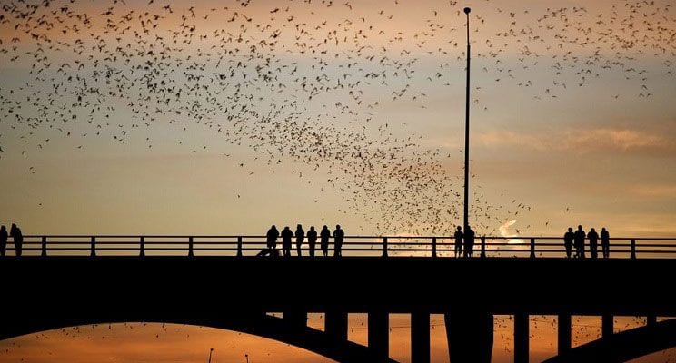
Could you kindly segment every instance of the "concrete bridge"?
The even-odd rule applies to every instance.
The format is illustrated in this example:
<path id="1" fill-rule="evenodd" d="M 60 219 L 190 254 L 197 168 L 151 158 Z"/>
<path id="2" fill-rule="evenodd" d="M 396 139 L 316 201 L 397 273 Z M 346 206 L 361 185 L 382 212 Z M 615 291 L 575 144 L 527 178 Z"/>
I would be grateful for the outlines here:
<path id="1" fill-rule="evenodd" d="M 412 359 L 430 360 L 430 314 L 445 314 L 450 360 L 488 362 L 492 316 L 514 315 L 514 361 L 527 362 L 529 315 L 559 317 L 550 361 L 620 362 L 676 346 L 670 259 L 253 256 L 14 256 L 0 259 L 12 314 L 0 338 L 68 326 L 169 322 L 287 342 L 342 362 L 389 361 L 388 314 L 410 313 Z M 458 281 L 466 281 L 458 288 Z M 283 311 L 283 318 L 266 312 Z M 325 313 L 324 331 L 306 326 Z M 368 313 L 368 346 L 347 314 Z M 571 316 L 603 317 L 603 338 L 571 348 Z M 649 325 L 613 334 L 613 316 Z M 611 352 L 621 352 L 612 353 Z"/>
^^^^
Prompt >> Copy out the entries verbatim and leave the images out.

Solution for this problem >>
Could you kindly segment every instance of the "concrete bridge"?
The even-odd rule applies to every instance.
The format is illustrated in this example:
<path id="1" fill-rule="evenodd" d="M 60 219 L 190 254 L 197 168 L 151 158 Z"/>
<path id="2" fill-rule="evenodd" d="M 396 139 L 316 201 L 397 273 Z M 346 206 L 361 185 L 382 212 Z M 615 291 L 575 144 L 527 178 Z"/>
I would be grateful for the outlines here:
<path id="1" fill-rule="evenodd" d="M 412 359 L 430 360 L 430 314 L 445 314 L 450 360 L 488 362 L 492 316 L 514 315 L 514 361 L 527 362 L 529 315 L 559 317 L 550 361 L 620 362 L 676 346 L 670 259 L 253 256 L 14 256 L 0 259 L 12 314 L 0 338 L 68 326 L 169 322 L 287 342 L 342 362 L 389 361 L 388 314 L 410 313 Z M 458 281 L 466 281 L 458 288 Z M 283 311 L 283 318 L 266 312 Z M 325 313 L 324 331 L 306 326 Z M 368 313 L 368 346 L 347 314 Z M 571 316 L 603 317 L 603 338 L 571 348 Z M 649 325 L 613 334 L 613 316 Z M 611 352 L 621 352 L 612 353 Z"/>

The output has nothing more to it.